**Goal of the exercise:** Please continue the passage about the soul, God and faith, picking up right after its last sentence.

**Document segment:**
[Start of section]
But here is the insight offered by theologian Anthony Quinton who wrote: “Because a soul is permanent and unchanging in its element or presence in a person’s conscious life, it does not vary independently and therefore is unobservable.” In other words, because the soul never changes, because it is simple, singular, and complete, there is no way to see the variability of the soul, and therefore, discern its presence through change. As a result, we are unable to comprehend the soul through our senses.
God is the same way. Because God is immutable and unchangeable, God’s presence is undiscernible to our mind. We have nothing to input, to bind to, in a way that gives us capacity to identify God, or the soul, for that matter. Our minds cannot comprehend God or the soul, and so, the manner by which we engage them is through faith.
[End of section]
**Source material:**
[Start of section]
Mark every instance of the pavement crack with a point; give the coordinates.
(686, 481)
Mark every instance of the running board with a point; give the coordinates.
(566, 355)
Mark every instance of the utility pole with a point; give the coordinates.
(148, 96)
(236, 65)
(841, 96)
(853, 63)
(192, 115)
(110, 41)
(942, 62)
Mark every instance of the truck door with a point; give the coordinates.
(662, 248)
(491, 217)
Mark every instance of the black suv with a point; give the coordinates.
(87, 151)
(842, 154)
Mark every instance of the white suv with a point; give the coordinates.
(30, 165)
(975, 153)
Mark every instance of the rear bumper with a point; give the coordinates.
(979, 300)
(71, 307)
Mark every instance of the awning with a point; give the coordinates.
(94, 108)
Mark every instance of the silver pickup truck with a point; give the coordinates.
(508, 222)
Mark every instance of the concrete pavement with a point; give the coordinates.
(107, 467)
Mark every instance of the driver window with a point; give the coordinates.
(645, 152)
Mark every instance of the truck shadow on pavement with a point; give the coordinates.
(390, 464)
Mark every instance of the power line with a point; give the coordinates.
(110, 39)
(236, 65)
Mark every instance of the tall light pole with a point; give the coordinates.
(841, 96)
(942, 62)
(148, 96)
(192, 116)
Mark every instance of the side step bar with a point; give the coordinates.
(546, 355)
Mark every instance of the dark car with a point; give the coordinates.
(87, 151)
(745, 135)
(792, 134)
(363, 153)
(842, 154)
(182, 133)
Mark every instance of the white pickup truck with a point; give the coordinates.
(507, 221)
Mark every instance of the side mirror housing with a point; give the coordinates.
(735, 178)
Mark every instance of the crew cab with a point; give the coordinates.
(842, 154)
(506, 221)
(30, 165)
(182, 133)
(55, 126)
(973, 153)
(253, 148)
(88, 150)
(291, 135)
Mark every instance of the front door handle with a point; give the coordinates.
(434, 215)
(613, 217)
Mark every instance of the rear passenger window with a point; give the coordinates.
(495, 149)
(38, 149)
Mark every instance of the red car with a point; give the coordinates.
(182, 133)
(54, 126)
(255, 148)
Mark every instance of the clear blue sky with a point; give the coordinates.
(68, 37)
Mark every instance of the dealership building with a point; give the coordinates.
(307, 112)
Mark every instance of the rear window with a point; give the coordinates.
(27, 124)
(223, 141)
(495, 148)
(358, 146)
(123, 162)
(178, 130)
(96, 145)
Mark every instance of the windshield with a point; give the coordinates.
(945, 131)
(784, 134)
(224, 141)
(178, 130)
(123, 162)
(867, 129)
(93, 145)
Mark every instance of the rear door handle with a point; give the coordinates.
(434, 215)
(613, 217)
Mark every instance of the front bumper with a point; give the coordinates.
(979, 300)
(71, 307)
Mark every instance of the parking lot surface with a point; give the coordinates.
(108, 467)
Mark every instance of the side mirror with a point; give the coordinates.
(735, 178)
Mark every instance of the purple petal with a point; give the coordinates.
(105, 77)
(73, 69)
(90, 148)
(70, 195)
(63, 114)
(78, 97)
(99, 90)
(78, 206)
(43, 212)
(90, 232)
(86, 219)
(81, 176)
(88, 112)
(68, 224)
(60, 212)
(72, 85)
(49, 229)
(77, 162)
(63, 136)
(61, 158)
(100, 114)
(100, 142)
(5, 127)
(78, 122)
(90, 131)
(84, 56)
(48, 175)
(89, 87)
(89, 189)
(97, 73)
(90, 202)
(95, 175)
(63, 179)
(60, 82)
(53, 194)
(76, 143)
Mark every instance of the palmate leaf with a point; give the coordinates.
[End of section]
**Final answer:**
This is what baptism is, a service put forth in faith, to identify the thing behind the body of the baby that we dunk in water today… their soul. And we ask their parents in this service to name them: And they will say: “We name this soul Nasir David Mercy.” “We name this soul Wesley Eap.” “We name this soul Ira Rose.”And these names will travel with them their entire life, and I dare say, their eternal life, because that is who they are, marked as such by the power of the Holy Spirit, in baptism, as God’s own.
In baptism the name becomes the thing that attaches to the permanent, singular, simple, presence of the unchangeable soul. Ira, Nasir, and Wes will never be their identity because of their capacity to remember things, or because of what they know, or who they are related to, or what they look like, or what they do, or what they have, or where they live. They are who they are because, as C. S. Lewis wrote, “A soul is that which can say I am.” As in: “I am Wes.” “I am Ira.” “I am Nasir.”
Their identities will never be about their consciousness, or even their brains. For if their brains stop working (and I’m not just talking about adolescence) their souls will always be vibrant and fully intact; because unlike the body, which has zillions of moving parts, shifting and changing and dying at all times, the soul is simple, singular, permanent, and unchanging.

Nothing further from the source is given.